# DIRECTION
Copy the entries below word for word, keeping every line as it appears.

# SUPPLIED DATA
— begin —

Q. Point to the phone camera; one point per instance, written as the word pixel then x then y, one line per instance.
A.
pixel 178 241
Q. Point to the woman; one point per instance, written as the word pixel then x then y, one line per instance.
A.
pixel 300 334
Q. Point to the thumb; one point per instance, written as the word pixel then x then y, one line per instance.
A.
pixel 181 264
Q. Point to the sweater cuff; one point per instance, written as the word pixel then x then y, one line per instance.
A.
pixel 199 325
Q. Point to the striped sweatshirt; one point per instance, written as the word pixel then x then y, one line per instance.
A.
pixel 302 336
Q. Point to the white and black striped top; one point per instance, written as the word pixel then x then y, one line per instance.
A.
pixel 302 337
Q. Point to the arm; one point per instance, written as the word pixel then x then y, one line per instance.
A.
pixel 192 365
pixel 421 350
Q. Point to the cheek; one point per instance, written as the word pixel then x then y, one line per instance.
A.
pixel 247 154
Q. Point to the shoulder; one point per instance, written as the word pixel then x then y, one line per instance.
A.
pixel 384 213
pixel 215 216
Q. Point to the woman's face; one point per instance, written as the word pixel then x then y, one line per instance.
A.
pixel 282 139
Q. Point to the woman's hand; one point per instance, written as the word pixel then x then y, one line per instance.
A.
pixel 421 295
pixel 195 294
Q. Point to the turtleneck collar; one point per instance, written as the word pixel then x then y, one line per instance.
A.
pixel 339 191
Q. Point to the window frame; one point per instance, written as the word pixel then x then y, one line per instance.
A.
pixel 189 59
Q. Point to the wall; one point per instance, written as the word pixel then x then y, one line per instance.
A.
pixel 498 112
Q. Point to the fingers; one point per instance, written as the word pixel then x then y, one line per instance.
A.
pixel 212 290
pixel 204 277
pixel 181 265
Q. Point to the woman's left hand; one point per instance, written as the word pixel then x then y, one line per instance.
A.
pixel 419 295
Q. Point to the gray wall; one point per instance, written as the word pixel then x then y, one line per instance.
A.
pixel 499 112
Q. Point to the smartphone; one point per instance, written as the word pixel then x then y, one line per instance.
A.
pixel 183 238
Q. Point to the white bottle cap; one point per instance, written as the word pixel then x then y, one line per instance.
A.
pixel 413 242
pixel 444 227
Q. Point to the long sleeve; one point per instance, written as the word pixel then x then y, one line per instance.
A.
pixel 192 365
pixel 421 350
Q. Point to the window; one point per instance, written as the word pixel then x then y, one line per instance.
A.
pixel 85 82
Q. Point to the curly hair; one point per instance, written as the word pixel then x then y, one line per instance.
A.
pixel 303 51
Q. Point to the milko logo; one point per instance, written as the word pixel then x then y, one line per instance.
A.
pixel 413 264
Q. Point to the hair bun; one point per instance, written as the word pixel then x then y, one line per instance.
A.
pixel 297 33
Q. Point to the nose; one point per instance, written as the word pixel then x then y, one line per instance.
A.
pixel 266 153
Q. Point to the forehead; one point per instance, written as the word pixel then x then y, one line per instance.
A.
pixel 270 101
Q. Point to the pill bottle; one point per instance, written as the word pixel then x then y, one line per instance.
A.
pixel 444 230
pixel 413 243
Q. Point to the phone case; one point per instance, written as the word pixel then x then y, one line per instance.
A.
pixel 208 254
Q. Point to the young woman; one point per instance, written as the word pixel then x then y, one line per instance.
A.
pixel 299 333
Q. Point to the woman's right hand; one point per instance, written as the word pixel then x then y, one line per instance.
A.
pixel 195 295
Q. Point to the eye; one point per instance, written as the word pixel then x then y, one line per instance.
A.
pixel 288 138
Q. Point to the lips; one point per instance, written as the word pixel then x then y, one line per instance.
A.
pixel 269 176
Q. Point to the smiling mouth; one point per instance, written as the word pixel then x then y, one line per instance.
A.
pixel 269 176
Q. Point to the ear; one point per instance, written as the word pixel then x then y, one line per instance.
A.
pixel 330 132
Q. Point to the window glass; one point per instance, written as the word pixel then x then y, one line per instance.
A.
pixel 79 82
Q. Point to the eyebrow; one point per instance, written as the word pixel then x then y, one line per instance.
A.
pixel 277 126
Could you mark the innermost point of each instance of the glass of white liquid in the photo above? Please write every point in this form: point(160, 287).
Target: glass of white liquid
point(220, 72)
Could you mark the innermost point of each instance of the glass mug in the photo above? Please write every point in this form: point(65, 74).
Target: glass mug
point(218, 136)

— end —

# EXERCISE OUTPUT
Q. Point to the phone camera; one point per instance, written as the word pixel then x then y, one line per instance.
A.
pixel 178 241
Q. Point to the woman; one point per instance, written as the word pixel then x then y, one line per instance.
A.
pixel 300 334
Q. Point to the thumb; one point per instance, written as the word pixel then x then y, one line per instance.
A.
pixel 181 264
Q. Point to the sweater cuff; one point per instance, written as the word pixel then x then y, one line per instance.
A.
pixel 199 325
Q. Point to the striped sweatshirt; one point per instance, written as the word pixel then x then y, one line per instance.
A.
pixel 302 336
Q. Point to the white and black striped top; one point per instance, written as the word pixel then x then y, one line per instance.
A.
pixel 302 337
Q. Point to the arm; one point per instance, written as the word pixel then x then y, one line per instance.
A.
pixel 192 365
pixel 421 350
Q. Point to the cheek; one point per instance, written as the word pixel then x then y, one line per instance.
A.
pixel 247 154
Q. Point to the shoulder; one point per instance, written as the word pixel then x then y, one line per instance.
A.
pixel 384 213
pixel 215 216
Q. Point to the woman's face; one point per instance, written as the word pixel then x then y, one line per instance.
A.
pixel 282 139
Q. Point to the woman's hand; one point per instance, written as the word pixel then x then y, one line per instance.
A.
pixel 421 295
pixel 195 294
Q. Point to the turtleneck collar; one point per instance, written as the word pixel then x then y, one line per instance.
A.
pixel 339 191
Q. Point to the window frame; one point per instance, written as the word pixel then x then y, one line per instance.
A.
pixel 189 59
Q. Point to the wall; one point per instance, written as the word pixel then x then y, one line per instance.
A.
pixel 498 112
Q. Point to the fingers; one point per instance, written as the word pixel then x then y, one line per instance.
A.
pixel 212 290
pixel 204 277
pixel 181 265
Q. Point to the woman's left hand; one point per instance, written as the word pixel then x then y, one line per instance.
A.
pixel 419 295
Q. Point to the gray wall; one point per instance, written as the word pixel then x then y, one line per instance.
A.
pixel 499 112
Q. Point to the smartphone; one point per instance, written as the word pixel then x then y, one line per instance.
A.
pixel 183 238
Q. Point to the white bottle cap; one point per instance, written as the word pixel then x then y, one line per instance.
A.
pixel 413 242
pixel 444 227
Q. Point to the long sleeve; one point per instance, written as the word pixel then x then y, one line per instance.
A.
pixel 192 365
pixel 421 350
Q. Point to the window; one point per instance, written as the word pixel then x then y, one line per instance.
A.
pixel 85 82
Q. Point to the curly hair; one point per instance, written as the word pixel then x then y, one line per instance.
A.
pixel 303 51
Q. Point to the milko logo; one point per instance, written as the word pixel then x then y, one line per instance.
A.
pixel 413 264
Q. Point to the hair bun; one point per instance, written as the word pixel then x then y, one line per instance.
A.
pixel 297 33
Q. Point to the nose; one point per instance, written as the word pixel then x then y, one line per instance.
A.
pixel 266 153
Q. Point to the forehead; one point per instance, written as the word pixel then x then y, one line per instance.
A.
pixel 270 101
Q. Point to the pill bottle; one point per instance, written as the word pixel then x then y, one line per instance.
A.
pixel 444 230
pixel 413 243
Q. Point to the phone case; one point per instance, written as the word pixel then x then y, one line per instance.
A.
pixel 208 254
Q. Point to the young woman; one point per instance, written as the word pixel then x then y, one line per instance.
A.
pixel 299 333
Q. Point to the woman's right hand; one point per instance, written as the word pixel then x then y, one line per instance.
A.
pixel 195 295
Q. Point to the eye; one point per instance, written as the word pixel then x then y, one line per instance.
A.
pixel 288 138
Q. Point to the lips; one point per instance, written as the word pixel then x then y, one line per instance.
A.
pixel 269 176
Q. Point to the smiling mouth; one point per instance, written as the word pixel then x then y, one line per instance.
A.
pixel 269 176
Q. Point to the ear; one point per instance, written as the word pixel then x then y, one line per instance.
A.
pixel 330 132
Q. Point to the window glass; one point per instance, written as the word pixel then x then y, one line per instance.
A.
pixel 79 82
Q. Point to the eyebrow; one point per instance, written as the word pixel then x then y, one line per instance.
A.
pixel 277 126
Could you mark the innermost point of each instance of the glass of white liquid in the photo above? Please write every point in this form: point(160, 287).
Target: glass of white liquid
point(220, 72)
Could you mark the innermost point of each instance of the glass mug in the photo above? Please write every point in this form: point(65, 74).
Target: glass mug
point(218, 136)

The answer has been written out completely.